> [GIVEN RECORDS]
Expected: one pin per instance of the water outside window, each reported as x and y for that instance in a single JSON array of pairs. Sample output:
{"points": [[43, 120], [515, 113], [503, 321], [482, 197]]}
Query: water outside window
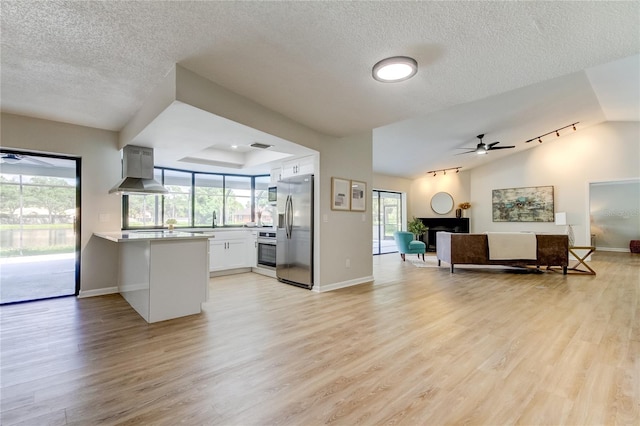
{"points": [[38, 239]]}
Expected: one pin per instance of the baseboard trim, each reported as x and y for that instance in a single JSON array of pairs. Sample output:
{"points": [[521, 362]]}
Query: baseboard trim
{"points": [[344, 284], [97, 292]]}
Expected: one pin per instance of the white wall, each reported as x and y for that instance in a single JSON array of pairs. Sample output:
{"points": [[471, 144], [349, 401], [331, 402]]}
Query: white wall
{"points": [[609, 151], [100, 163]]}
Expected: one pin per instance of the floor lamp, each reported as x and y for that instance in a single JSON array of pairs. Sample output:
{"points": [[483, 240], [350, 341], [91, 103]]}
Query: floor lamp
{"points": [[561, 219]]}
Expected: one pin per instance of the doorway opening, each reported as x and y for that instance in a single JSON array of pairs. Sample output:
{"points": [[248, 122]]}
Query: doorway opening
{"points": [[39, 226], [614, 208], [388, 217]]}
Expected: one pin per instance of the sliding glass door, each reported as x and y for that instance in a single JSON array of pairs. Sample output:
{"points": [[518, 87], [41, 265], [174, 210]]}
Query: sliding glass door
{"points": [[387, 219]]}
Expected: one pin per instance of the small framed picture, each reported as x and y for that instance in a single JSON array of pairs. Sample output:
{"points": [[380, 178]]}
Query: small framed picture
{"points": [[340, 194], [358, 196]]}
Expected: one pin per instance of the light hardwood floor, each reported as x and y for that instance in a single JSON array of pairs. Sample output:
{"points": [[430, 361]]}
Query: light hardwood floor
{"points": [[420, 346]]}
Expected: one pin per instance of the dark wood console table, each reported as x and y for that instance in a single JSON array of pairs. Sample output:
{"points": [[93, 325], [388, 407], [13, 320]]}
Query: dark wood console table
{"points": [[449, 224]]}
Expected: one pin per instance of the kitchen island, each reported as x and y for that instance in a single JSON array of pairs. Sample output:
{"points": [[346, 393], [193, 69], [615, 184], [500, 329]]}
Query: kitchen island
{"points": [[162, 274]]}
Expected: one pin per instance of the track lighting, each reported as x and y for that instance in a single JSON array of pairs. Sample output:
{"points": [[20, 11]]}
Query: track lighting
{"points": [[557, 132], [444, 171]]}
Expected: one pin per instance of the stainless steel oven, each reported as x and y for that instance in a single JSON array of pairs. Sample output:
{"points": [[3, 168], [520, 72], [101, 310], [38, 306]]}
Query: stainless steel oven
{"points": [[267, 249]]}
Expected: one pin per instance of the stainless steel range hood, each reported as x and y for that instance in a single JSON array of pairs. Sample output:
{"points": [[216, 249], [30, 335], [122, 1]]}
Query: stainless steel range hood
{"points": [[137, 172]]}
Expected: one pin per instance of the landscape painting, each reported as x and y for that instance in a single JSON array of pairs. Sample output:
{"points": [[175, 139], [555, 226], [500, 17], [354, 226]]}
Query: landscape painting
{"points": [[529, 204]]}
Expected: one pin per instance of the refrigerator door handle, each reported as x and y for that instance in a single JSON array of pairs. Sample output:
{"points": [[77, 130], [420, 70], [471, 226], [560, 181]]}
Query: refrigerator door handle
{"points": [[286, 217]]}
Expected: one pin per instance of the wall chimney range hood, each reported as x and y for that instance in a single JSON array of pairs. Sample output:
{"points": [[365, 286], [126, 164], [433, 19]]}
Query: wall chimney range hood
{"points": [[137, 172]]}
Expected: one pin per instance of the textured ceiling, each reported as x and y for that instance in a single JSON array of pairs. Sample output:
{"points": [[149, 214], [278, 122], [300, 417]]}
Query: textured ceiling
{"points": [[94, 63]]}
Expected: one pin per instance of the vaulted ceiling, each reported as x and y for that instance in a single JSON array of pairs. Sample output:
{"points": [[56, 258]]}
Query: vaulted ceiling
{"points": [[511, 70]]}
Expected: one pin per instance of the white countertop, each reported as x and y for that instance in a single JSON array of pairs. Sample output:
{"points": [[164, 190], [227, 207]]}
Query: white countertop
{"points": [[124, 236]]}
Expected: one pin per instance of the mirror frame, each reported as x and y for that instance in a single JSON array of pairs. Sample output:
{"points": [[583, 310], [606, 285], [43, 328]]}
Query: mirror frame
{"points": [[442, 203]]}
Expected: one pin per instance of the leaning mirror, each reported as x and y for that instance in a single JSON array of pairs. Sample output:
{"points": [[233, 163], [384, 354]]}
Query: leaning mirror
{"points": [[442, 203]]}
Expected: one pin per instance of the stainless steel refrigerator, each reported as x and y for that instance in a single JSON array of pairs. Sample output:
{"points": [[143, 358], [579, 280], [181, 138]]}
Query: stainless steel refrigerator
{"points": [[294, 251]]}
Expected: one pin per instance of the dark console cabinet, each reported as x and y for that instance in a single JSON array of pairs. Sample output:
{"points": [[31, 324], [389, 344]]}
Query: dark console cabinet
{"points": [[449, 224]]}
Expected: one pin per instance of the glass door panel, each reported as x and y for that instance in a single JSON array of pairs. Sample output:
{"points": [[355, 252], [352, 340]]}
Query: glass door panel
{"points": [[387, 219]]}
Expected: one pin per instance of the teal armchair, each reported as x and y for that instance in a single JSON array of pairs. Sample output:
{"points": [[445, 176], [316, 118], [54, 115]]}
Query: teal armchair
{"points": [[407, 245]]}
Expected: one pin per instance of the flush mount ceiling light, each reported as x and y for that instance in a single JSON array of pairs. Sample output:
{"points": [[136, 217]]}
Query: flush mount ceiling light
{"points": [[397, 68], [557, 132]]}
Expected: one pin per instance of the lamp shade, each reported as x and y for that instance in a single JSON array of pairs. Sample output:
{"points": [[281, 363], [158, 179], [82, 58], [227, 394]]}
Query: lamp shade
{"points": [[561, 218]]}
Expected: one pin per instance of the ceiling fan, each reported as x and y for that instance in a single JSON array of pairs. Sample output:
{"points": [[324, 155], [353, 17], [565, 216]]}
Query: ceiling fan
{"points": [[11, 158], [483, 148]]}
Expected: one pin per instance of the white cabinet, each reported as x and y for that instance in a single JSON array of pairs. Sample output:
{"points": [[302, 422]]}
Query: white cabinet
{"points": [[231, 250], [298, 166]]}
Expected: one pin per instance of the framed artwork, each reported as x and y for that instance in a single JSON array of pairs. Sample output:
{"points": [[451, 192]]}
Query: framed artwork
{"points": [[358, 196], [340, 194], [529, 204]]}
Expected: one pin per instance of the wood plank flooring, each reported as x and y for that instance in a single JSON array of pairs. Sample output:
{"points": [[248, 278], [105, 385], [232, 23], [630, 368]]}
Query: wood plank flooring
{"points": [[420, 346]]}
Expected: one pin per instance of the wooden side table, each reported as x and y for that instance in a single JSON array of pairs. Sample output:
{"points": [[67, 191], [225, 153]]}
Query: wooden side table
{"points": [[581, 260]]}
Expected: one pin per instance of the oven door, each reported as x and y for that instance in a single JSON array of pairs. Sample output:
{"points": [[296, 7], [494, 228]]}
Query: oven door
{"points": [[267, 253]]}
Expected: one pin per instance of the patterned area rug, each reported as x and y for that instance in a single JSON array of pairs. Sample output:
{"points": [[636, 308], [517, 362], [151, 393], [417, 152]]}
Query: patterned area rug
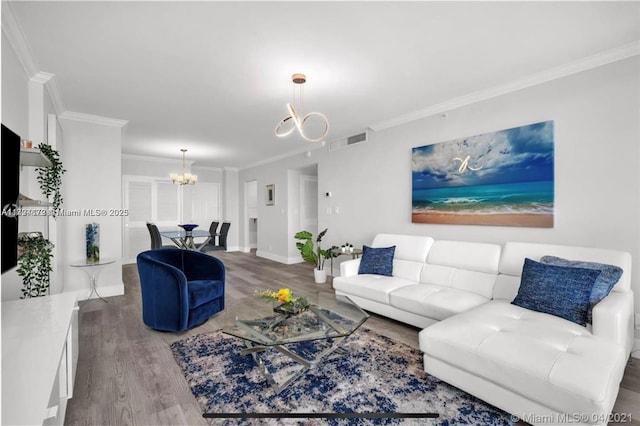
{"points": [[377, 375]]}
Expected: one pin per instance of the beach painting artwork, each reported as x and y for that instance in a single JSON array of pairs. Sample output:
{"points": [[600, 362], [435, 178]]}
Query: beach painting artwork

> [REQUIREMENT]
Reproduce all of the rows above verbatim, leaving out the pictures.

> [ANSWER IN FULL]
Expected: one pin per instance of the water outside window, each reported as x and y for that instance in a single JSON array of pairs. Sample output:
{"points": [[43, 120], [515, 113], [503, 321], [482, 197]]}
Query: water outside window
{"points": [[38, 239]]}
Expected: one pin per instance of the baseboard trim, each reported as x and y for that instance in a single JSON array of pairs. Sample output:
{"points": [[521, 362]]}
Query: baseboard trim
{"points": [[344, 284], [97, 292]]}
Expected: one pin per instance of the white wall, each reported as x and y for that instance in a single JSON array of pairs. Sample output:
{"points": [[471, 144], [349, 401], [331, 402]]}
Query: white wall
{"points": [[609, 151], [100, 163]]}
Expected: one pin per instance of the floor lamp, each reported as x and y for that instance in a single JSON array of pairs. Sample output:
{"points": [[483, 240], [350, 341], [91, 103]]}
Query: floor lamp
{"points": [[561, 219]]}
Expected: one pin per instance of the doorway opening, each reported as x and y for that instance in a single JSON array of pairs. Sample output:
{"points": [[248, 122]]}
Query: doorway opening
{"points": [[39, 226], [614, 208], [388, 217]]}
Expected: one pin per instance of the sliding glass door, each reported as x and y for that instance in a single JSON array of pairs. Sample output:
{"points": [[518, 87], [41, 265], [174, 210]]}
Query: sliding glass door
{"points": [[387, 219]]}
Expected: one pin per instance of the small framed picture, each reported as x and y for that instance in a single JSON array of pairs. Sample output:
{"points": [[380, 178]]}
Query: small framed picture
{"points": [[340, 194], [358, 196]]}
Expected: one pin per instance of the light hardwood floor, each reported as x and y for that instance in a single JSON array of pairs. Sample output:
{"points": [[430, 361]]}
Query: light hardwood floor
{"points": [[420, 346]]}
Expected: one pin per instance of the dark wood console table, each reported as x and y for that instance in a single JSON array of pairs. Sample output:
{"points": [[93, 325], [388, 407], [13, 320]]}
Query: dark wood console table
{"points": [[449, 224]]}
Expected: one pin per instance of the kitchen island, each reported as x and y for that instance in a single JSON array of pairs. Sample output:
{"points": [[346, 393], [193, 69], [615, 184], [500, 329]]}
Query: kitchen island
{"points": [[162, 274]]}
Expected: one pin per instance of the track lighting, each reported as x and y for that instance in a single JSON array of pairs. Sample output:
{"points": [[20, 11]]}
Query: track lighting
{"points": [[557, 132], [444, 171]]}
Expected: one pin per instance of the stainless steel oven, each reported as x and y for that instance in a single JSON array of pairs. Sample output:
{"points": [[3, 168], [520, 72], [101, 310], [38, 306]]}
Query: stainless steel oven
{"points": [[267, 249]]}
Expected: one pin per instance of the stainless steel range hood, each reported as x and y for that instance in a single JSON array of pairs. Sample output:
{"points": [[216, 249], [30, 335], [122, 1]]}
Query: stainless steel range hood
{"points": [[137, 172]]}
Expected: one pin per instance of the landscape painting, each reported as x and y for that instance in a single JSON array of pairs. Sample output:
{"points": [[175, 139], [555, 226], [500, 17], [354, 226]]}
Query: landscape painting
{"points": [[529, 204]]}
Expected: one pin per instance of the refrigerator door handle, each reported as x and y for that instance in a single JSON array of pairs. Sample output:
{"points": [[77, 130], [420, 70], [471, 226], [560, 181]]}
Query: refrigerator door handle
{"points": [[286, 217]]}
Expected: one pin per instance of the wall chimney range hood, each reported as x and y for that instance in a single JSON array of pairs. Sample output:
{"points": [[365, 286], [126, 164], [433, 19]]}
Query: wall chimney range hood
{"points": [[137, 172]]}
Expected: one pin per instance of the textured ceiling, each reported as x and y for that instance in a single JSON array of pairs. Sample output:
{"points": [[149, 214], [278, 122], [300, 417]]}
Query: textured ceiling
{"points": [[94, 63]]}
Expected: one pin per instance of the vaulted ceiling, each reported as x and y for that instance in a single JSON array of pairs. Sample output:
{"points": [[56, 258]]}
Query: vaulted ceiling
{"points": [[511, 70]]}
Expected: one pin per instance of the white countertop, each reported as x and y for that instance in a single JSON array of pairs. Sample output:
{"points": [[164, 190], [227, 207]]}
Query: white countertop
{"points": [[124, 236]]}
Expected: one pin per instance of the mirror frame, each reported as x and y for that instance in a single JSON array of pairs. Sample output:
{"points": [[583, 310], [606, 285], [43, 328]]}
Query: mirror frame
{"points": [[442, 203]]}
Expected: one pin per instance of the leaning mirror, each reported as x and y for that instance in a single JSON array of pairs. Sample output:
{"points": [[233, 163], [384, 354]]}
Query: leaning mirror
{"points": [[442, 203]]}
Expected: one pin per instance of the stainless steel refrigerator, each reported as x and y for that instance in a single JSON array of pairs. Sample output:
{"points": [[143, 358], [579, 280], [181, 138]]}
Query: stainless steel refrigerator
{"points": [[294, 251]]}
Expected: one pin per instance of the dark console cabinet, each reported as x and y for that instance in a single JSON array of pairs. Sample output:
{"points": [[31, 324], [389, 344]]}
Query: dark console cabinet
{"points": [[449, 224]]}
Expected: one pin per instance of the glass door panel, each reported as x and y for that instance in a single JSON array of pairs. Sample output:
{"points": [[355, 252], [352, 340]]}
Query: glass door panel
{"points": [[387, 219]]}
Expected: one pin per instance of the teal armchair, each reported as x and y for that instance in a single JSON array of pairs. Sample output:
{"points": [[445, 176], [316, 118], [54, 115]]}
Query: teal armchair
{"points": [[407, 245]]}
Expected: one pin per instance of the flush mount ceiling light, each reported as x and y for that instance in a single JSON array of pairs. Sample output:
{"points": [[136, 217]]}
Query: flush mount ceiling light
{"points": [[397, 68], [557, 132]]}
Expected: one pin per instance of the lamp shade, each reported as x and y for that instance in a single JSON array of pairs. Sample output:
{"points": [[281, 363], [158, 179], [82, 58], [227, 394]]}
Query: lamp shade
{"points": [[561, 218]]}
Expected: one pin per instance of the ceiling fan, each reported as x and y for that instance in a single JSON array of pairs. Sample output:
{"points": [[324, 155], [353, 17], [565, 216]]}
Query: ceiling fan
{"points": [[11, 158], [483, 148]]}
Expected: one pin per instance of the white cabinet, each reported as x and y for that instance in a single JSON array of pairs. Sample output:
{"points": [[302, 422]]}
Query: white cabinet
{"points": [[231, 250], [298, 166]]}
Expected: one pin per instance of the framed artwork, each reported as x and y for that instance in a single JSON array of pairs. Sample output:
{"points": [[451, 192]]}
Query: framed artwork
{"points": [[358, 196], [340, 194], [529, 204]]}
Expected: one pin per instance of the wood plank flooring, each reported as x and y for that instance in a single JSON array of pairs. Sample output:
{"points": [[248, 278], [105, 385], [232, 23], [630, 368]]}
Query: wood plank flooring
{"points": [[420, 346]]}
Expected: one pin per instance of the wooden side table, each reported as x and y for that instance in a single JSON array of pairs. Sample output:
{"points": [[67, 191], [225, 153]]}
Query: wooden side table
{"points": [[581, 260]]}
Expected: one pin per instance of the oven door, each reported as x and y for that instance in a single JSON array of pairs. Sample output:
{"points": [[296, 7], [494, 228]]}
Query: oven door
{"points": [[267, 253]]}
Expected: one pin per instance of the patterned area rug, each reported as x and y for that instance in a single JSON array of pairs. Sample output:
{"points": [[636, 308], [517, 362], [151, 393], [417, 152]]}
Query: patterned area rug
{"points": [[377, 375]]}
Expected: one pin per instance of the beach painting artwork, each reported as x and y for that instance in a single JSON array of pairs. Sample output:
{"points": [[600, 362], [435, 178]]}
Query: beach painting artwork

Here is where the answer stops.